PROMPT
Copy out the listing below word for word, keeping every line in its original order.
######
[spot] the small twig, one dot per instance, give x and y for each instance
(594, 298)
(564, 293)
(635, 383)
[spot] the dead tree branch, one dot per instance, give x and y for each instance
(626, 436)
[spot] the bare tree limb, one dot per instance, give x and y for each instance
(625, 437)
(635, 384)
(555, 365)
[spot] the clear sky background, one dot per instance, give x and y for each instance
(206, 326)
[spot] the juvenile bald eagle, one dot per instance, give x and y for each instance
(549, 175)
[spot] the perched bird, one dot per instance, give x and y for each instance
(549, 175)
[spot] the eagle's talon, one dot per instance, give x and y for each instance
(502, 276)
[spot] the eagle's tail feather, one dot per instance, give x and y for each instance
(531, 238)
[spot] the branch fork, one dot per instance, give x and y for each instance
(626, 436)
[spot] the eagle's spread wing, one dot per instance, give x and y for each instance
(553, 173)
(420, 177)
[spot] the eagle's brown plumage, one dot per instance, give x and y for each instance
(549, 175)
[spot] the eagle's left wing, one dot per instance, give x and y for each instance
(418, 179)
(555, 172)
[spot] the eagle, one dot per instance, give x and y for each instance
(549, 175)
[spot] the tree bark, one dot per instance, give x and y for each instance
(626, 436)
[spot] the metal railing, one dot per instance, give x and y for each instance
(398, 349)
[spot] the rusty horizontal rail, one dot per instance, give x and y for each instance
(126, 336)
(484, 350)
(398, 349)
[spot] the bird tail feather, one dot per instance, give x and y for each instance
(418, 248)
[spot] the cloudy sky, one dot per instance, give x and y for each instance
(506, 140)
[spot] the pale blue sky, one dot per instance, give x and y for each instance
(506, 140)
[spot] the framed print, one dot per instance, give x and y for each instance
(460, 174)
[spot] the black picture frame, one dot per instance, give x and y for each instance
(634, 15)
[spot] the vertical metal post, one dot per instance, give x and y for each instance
######
FINISHED TASK
[spot] the small twig, one dot per instance, give x and y for each instance
(594, 298)
(564, 293)
(635, 383)
[spot] the dead tree branch, one dot per instance, give x and y for each instance
(626, 436)
[spot] the bare tree limb, one dot per instance, give x and y for each instance
(625, 437)
(635, 384)
(555, 365)
[spot] the clear sky background, one dot per instance, give x and y for each instance
(206, 326)
[spot] the juvenile bald eagle, one dot per instance, give x and y for each instance
(549, 175)
[spot] the perched bird, one dot per instance, give x and y for each instance
(549, 175)
[spot] the eagle's talon, one dot per instance, give x and y for each instance
(502, 276)
[spot] the eagle's tail feather, one dot per instance, give x and y for each instance
(531, 238)
[spot] the branch fork, one dot per instance, give x and y for each instance
(626, 436)
[spot] the eagle's spread wing, one dot per instance, give x and y for each instance
(553, 173)
(420, 177)
[spot] the eagle's brown plumage, one dot per instance, give x and y for each instance
(549, 175)
[spot] the eagle's left wing, one dot per instance, give x and y for each instance
(418, 179)
(555, 172)
[spot] the eagle, one dot per instance, give x and y for each instance
(549, 175)
[spot] the tree bark, one dot per instance, give x and y for each instance
(626, 436)
[spot] the metal railing, one dot per instance, give x and y for each instance
(398, 349)
[spot] the rusty horizontal rail, one dot per instance, give x and y for each instance
(126, 336)
(484, 350)
(398, 349)
[spot] the bird tail feather, one dot per instance, give x and y for each instance
(418, 248)
[spot] the cloudy sky, one dot per instance, give x and y for each instance
(506, 140)
[spot] the pale blue sky, one dot per instance, give x and y for each instance
(506, 140)
[spot] the framed print, one dot per instance, give x and y for each instance
(460, 174)
[spot] the black picture frame, one dot per instance, give x and y for each instance
(634, 15)
[spot] the vertical metal post, one dot per instance, give x and y for each instance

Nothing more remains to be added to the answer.